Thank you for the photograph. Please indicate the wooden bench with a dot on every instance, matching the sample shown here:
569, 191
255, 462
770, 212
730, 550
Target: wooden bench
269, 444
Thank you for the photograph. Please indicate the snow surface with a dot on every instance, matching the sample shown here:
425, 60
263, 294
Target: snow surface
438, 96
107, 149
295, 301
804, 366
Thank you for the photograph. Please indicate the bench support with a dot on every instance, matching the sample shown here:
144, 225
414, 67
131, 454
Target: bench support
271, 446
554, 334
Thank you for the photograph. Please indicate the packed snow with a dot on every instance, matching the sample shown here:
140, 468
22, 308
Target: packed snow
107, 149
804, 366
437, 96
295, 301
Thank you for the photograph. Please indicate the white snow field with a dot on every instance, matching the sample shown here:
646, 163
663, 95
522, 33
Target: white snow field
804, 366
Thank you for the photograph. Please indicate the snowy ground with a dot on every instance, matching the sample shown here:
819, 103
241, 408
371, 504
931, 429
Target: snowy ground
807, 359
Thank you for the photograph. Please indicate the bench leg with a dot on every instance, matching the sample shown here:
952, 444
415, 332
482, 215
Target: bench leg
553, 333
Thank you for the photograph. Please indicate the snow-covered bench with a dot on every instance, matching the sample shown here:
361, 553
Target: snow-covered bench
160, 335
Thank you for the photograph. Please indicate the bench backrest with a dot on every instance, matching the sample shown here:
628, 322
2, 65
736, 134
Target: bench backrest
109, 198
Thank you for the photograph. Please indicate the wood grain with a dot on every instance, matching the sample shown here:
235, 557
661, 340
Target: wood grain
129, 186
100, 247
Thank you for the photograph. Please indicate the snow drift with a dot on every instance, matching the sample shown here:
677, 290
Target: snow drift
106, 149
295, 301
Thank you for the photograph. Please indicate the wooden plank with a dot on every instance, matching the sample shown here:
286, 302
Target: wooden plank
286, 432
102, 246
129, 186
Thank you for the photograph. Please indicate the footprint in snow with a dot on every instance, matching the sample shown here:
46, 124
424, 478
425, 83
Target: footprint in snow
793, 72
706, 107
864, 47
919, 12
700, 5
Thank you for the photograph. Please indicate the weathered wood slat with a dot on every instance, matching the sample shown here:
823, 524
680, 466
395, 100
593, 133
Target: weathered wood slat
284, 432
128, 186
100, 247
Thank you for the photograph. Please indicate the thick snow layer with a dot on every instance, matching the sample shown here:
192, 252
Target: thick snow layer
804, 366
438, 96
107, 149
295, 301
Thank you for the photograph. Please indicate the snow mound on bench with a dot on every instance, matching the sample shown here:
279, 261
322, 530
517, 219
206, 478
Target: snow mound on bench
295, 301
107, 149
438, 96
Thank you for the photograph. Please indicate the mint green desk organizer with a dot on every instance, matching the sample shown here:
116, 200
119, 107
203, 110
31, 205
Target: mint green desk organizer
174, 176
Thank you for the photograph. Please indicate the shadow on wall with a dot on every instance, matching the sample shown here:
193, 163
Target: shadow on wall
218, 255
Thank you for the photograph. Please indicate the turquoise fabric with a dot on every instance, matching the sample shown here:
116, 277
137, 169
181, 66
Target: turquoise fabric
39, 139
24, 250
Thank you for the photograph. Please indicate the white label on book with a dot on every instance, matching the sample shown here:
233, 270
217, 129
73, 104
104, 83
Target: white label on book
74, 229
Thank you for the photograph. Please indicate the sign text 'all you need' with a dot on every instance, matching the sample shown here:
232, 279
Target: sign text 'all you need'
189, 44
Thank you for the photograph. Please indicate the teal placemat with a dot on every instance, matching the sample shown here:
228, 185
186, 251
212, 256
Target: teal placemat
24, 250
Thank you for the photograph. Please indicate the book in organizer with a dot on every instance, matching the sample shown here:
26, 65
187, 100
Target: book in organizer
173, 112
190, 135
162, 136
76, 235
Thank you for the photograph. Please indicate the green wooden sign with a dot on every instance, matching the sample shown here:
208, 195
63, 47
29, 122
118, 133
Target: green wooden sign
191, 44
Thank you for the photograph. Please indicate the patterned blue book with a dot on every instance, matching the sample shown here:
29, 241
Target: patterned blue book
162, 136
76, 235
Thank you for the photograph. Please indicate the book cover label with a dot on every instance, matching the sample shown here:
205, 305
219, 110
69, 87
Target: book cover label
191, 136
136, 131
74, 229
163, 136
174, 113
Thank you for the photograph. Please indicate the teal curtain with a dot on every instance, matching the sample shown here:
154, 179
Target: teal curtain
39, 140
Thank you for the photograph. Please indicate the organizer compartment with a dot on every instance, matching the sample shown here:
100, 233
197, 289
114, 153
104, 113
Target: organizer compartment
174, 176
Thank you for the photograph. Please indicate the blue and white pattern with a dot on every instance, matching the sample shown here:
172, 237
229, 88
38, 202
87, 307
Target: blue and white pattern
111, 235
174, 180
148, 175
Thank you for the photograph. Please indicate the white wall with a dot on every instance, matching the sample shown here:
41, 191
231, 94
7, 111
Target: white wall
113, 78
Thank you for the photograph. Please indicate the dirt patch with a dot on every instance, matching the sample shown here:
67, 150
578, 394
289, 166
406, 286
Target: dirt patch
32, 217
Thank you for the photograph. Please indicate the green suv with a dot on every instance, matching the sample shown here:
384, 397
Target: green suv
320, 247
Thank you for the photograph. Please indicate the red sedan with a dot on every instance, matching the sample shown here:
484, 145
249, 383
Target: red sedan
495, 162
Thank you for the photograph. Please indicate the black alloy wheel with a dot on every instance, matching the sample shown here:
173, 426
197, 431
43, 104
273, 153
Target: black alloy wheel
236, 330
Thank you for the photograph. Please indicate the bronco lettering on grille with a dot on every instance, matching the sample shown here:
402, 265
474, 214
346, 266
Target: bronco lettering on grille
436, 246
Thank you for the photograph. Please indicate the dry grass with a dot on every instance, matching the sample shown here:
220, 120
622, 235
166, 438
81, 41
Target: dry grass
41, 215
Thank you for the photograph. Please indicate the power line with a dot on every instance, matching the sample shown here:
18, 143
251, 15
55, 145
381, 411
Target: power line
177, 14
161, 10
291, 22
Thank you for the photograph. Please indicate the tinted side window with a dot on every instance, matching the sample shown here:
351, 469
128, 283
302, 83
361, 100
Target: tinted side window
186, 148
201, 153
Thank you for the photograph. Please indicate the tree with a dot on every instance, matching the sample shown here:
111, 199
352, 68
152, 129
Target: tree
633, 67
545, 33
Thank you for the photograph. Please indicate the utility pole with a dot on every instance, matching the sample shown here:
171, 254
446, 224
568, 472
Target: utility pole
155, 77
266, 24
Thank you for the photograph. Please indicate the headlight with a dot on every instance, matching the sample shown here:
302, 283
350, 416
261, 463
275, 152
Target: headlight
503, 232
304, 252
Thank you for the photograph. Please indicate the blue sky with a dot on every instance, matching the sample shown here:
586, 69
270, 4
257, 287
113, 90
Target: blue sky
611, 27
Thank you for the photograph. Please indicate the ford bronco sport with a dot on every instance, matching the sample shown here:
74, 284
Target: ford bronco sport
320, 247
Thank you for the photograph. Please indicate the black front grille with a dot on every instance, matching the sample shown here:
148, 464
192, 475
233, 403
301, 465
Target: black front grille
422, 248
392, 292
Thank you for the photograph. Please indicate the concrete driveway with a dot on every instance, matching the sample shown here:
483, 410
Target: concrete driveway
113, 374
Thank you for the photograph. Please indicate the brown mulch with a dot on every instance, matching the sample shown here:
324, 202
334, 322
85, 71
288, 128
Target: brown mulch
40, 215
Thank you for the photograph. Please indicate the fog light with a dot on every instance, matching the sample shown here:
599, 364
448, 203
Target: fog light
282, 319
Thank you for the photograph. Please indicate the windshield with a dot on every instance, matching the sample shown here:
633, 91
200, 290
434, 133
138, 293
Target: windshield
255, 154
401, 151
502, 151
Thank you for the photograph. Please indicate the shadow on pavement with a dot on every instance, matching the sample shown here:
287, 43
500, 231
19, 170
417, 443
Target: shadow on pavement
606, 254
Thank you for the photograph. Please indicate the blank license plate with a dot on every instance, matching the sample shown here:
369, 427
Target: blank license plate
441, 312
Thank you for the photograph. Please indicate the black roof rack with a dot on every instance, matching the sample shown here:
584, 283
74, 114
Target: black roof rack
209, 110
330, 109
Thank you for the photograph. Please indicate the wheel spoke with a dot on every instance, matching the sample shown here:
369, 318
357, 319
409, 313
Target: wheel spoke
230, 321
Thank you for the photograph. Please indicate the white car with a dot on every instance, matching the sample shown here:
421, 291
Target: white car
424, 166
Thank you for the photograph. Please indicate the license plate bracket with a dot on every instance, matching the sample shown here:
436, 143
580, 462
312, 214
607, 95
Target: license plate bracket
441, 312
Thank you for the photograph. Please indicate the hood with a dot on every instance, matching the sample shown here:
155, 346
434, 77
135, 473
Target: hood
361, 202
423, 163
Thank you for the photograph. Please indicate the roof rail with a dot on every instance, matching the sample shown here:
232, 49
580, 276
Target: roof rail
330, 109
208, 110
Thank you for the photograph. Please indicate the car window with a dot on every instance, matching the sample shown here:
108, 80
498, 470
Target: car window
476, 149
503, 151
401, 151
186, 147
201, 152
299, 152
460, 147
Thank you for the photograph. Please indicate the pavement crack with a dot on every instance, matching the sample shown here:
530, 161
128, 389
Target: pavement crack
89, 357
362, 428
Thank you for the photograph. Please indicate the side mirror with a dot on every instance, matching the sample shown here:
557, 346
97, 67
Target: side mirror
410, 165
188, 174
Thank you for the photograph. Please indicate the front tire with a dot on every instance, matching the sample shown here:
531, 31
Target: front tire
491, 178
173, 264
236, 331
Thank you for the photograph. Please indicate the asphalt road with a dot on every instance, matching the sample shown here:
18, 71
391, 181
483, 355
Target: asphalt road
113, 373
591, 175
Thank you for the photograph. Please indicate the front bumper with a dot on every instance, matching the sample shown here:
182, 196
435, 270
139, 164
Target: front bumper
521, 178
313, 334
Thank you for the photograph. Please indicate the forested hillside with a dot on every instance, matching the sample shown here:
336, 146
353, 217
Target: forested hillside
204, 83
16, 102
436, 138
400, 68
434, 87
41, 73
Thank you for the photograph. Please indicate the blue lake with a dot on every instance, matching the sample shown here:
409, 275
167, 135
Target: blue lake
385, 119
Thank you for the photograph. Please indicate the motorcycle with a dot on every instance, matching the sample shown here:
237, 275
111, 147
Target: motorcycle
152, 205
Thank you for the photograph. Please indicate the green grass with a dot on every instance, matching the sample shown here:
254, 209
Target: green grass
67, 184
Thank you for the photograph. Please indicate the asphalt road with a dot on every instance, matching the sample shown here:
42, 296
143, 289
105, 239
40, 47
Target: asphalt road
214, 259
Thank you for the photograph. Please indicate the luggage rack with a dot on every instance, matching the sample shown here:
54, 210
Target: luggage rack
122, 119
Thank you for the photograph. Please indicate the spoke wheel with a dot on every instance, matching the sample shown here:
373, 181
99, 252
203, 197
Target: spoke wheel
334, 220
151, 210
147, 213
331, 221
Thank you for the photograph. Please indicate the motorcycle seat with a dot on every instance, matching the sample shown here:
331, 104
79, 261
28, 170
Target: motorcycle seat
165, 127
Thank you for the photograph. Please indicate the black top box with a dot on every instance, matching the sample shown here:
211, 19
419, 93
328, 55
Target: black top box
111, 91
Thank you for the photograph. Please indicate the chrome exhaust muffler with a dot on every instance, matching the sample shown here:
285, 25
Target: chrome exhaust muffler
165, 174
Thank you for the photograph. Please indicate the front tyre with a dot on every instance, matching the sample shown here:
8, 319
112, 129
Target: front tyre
++++++++++++++++++++
Write out the lines above from the one containing "Thank you for the photograph. Please indicate the blue lake" through the last, exactly as they are.

Thank you for the photograph. Please indicate the blue lake with a dot on every instance, matching the sample shown here:
409, 275
167, 135
Target: blue lake
385, 119
Thank you for the photograph. Please indicate the motorcycle with a dot on every instance, matching the sample shown here:
237, 275
111, 147
Target: motorcycle
152, 205
Thank you for the photograph. Please indicate the green grass with a dot on every instance, matching the sample shown here:
254, 209
Target: green grass
67, 184
Thank you for the photograph. Please indicate the asphalt road with a dot on every instance, matching the sample shown here:
42, 296
143, 289
105, 239
40, 47
Target: asphalt road
214, 259
Thank you for the photograph. Please indicate the luggage rack with a dot on every instance, matching the sample shown here:
54, 210
Target: luggage rack
122, 119
Thank you for the photograph. Please indicate the spoke wheel with a dot on every instance, matching the sample shown here:
373, 181
99, 252
203, 197
Target: spoke wheel
334, 220
151, 210
147, 213
331, 221
Thank you for the photograph. Please indicate the motorcycle seat with a dot on every instance, matching the sample shown here:
331, 104
79, 261
28, 170
Target: motorcycle seat
165, 127
Thank you for the photograph. Please indicate the black top box with a dot on every instance, matching the sample shown here:
211, 19
419, 93
328, 55
Target: black top box
111, 91
Thank you for the photograph. Please indicate the chrome exhaust muffler with a dot on every instance, matching the sample shown here:
285, 25
Target: chrome exhaust muffler
165, 174
Thank you for the photograph. Please indicate the front tyre with a dot on every instance, matching the sample shown here:
8, 319
112, 129
Target: front tyre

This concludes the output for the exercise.